# What to work on
Collect every line below that contains the string "canopy". Matching is case-sensitive.

-=-=-=-=-

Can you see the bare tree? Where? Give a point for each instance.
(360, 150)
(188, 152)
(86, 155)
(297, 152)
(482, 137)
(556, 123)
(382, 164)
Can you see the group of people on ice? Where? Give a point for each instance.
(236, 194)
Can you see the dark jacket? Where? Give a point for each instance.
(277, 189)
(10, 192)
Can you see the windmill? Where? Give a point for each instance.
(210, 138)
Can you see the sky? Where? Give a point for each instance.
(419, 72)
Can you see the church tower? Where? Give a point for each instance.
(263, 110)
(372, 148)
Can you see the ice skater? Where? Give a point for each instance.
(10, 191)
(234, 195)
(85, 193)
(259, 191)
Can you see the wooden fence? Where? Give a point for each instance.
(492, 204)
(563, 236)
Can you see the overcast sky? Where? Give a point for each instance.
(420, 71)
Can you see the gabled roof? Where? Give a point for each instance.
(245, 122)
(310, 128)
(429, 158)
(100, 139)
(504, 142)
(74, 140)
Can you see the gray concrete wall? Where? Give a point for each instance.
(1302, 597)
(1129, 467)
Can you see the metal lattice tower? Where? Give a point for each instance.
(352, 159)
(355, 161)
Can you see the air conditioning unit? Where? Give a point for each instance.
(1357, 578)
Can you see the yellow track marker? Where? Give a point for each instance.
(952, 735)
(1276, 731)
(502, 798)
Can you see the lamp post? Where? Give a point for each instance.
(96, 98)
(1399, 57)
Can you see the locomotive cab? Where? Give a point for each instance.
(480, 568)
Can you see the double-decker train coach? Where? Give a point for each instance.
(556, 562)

-=-=-=-=-

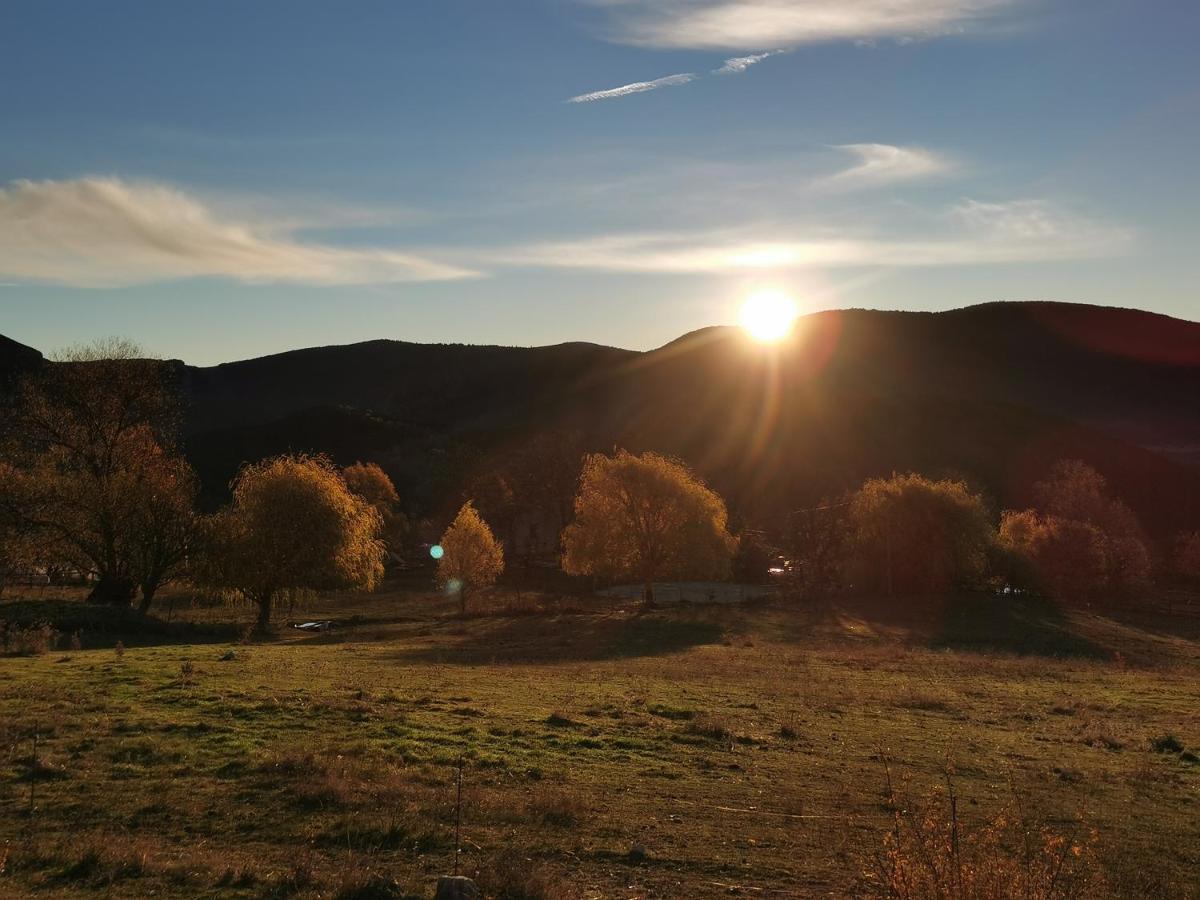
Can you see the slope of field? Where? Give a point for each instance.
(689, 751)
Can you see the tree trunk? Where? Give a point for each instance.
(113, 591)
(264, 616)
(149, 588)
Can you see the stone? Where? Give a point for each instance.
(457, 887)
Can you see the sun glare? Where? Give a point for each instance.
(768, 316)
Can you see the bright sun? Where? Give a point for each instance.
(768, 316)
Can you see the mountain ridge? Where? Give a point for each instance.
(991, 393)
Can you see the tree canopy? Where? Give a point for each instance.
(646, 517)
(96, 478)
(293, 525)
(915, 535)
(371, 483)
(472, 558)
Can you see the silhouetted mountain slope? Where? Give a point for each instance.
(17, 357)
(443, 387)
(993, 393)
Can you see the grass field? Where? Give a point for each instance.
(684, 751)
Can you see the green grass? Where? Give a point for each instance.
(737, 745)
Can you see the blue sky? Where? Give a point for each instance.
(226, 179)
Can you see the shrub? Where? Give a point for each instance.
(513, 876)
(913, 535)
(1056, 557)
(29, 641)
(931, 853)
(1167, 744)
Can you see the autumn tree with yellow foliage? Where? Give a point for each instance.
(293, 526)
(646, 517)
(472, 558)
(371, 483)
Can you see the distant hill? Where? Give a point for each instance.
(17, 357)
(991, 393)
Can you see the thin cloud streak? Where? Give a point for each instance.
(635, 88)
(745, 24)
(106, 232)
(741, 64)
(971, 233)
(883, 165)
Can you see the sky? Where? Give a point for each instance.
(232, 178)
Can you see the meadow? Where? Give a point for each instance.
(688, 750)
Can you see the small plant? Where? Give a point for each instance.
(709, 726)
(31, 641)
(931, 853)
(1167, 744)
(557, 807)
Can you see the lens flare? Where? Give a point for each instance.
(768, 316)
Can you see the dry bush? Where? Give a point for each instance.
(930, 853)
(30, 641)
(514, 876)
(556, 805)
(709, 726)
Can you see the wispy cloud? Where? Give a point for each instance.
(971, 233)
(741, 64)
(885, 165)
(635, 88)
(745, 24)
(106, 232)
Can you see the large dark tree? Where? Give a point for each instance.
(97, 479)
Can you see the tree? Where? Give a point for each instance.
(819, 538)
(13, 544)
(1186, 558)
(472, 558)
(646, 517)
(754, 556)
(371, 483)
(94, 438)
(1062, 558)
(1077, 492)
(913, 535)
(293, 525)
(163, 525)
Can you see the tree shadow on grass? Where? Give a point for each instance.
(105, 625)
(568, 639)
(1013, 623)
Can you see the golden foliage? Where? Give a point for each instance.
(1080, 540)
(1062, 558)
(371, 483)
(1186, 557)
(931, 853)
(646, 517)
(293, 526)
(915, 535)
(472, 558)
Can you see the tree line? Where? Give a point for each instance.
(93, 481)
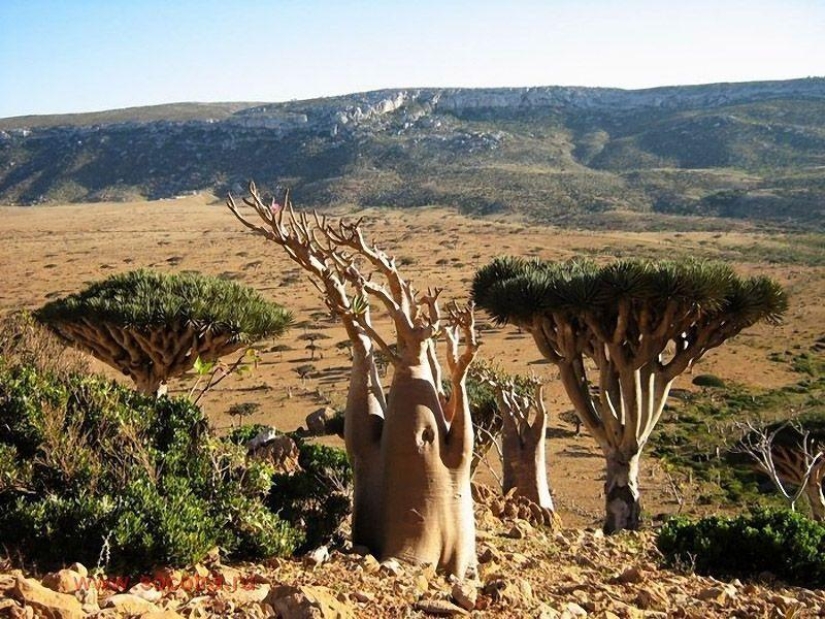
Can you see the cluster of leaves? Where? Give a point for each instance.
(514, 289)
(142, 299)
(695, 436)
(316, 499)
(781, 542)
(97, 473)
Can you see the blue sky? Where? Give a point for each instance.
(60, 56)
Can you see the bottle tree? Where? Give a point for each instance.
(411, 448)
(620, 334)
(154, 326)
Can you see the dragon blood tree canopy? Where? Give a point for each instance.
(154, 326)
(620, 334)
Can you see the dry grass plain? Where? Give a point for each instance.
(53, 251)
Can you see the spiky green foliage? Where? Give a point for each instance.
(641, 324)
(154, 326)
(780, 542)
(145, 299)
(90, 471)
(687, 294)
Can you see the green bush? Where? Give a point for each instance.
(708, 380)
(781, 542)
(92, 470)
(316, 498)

-=-=-=-=-

# Answer in full
Can you see the tree canopy? Where? Give a point for each instance.
Can you see the dragon blood tree canopy? Where? Give a point for each instance.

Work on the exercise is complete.